_Text excerpt:_

Death itself is full of life. Moments after a heart stops beating, the body begins triggering complex systems of biotic breakdowns. This prepares the lifeless body for a sort of reincarnation, and by means of decomposing, it becomes organic matter that can easily transfer itself back into the earth. Pretty cool, right? If this sounds interesting (come on, it totally is), read on for the full facts.

Here are six oddly fascinating things that happen to your body after you die.

1The big chill

Algor mortis is a term that refers to the body temperature of a corpse experiencing a deep chill and dropping to match the temperature of its surrounding environment. The loss of the temperature is usually 1.5 – 2 degrees every hour that the person has passed. So when you die, your body gets colder to the touch by the minute. Freaky.

Items from a data source
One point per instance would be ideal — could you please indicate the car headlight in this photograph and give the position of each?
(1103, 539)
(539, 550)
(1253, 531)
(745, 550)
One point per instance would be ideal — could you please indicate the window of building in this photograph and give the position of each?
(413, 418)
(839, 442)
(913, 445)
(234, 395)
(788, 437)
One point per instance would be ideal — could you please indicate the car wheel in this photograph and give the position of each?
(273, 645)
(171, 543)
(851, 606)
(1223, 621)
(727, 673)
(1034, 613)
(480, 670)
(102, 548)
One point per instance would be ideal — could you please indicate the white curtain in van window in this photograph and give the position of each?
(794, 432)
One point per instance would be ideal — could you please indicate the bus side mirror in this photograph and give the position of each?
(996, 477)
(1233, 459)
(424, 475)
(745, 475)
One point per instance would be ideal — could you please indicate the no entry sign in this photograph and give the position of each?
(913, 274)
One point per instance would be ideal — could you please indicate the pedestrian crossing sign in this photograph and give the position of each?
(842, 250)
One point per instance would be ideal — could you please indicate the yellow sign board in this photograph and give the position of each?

_Instructions:_
• a. List, in order, every sentence in the opening paragraph of the excerpt about what happens to the body after death.
• b. From the excerpt about what happens to the body after death, write out the passage between "Death itself is" and "the full facts.", inclusive.

_Task-by-task results:_
• a.
1. Death itself is full of life.
2. Moments after a heart stops beating, the body begins triggering complex systems of biotic breakdowns.
3. This prepares the lifeless body for a sort of reincarnation, and by means of decomposing, it becomes organic matter that can easily transfer itself back into the earth.
4. Pretty cool, right?
5. If this sounds interesting (come on, it totally is), read on for the full facts.

• b.
Death itself is full of life. Moments after a heart stops beating, the body begins triggering complex systems of biotic breakdowns. This prepares the lifeless body for a sort of reincarnation, and by means of decomposing, it becomes organic matter that can easily transfer itself back into the earth. Pretty cool, right? If this sounds interesting (come on, it totally is), read on for the full facts.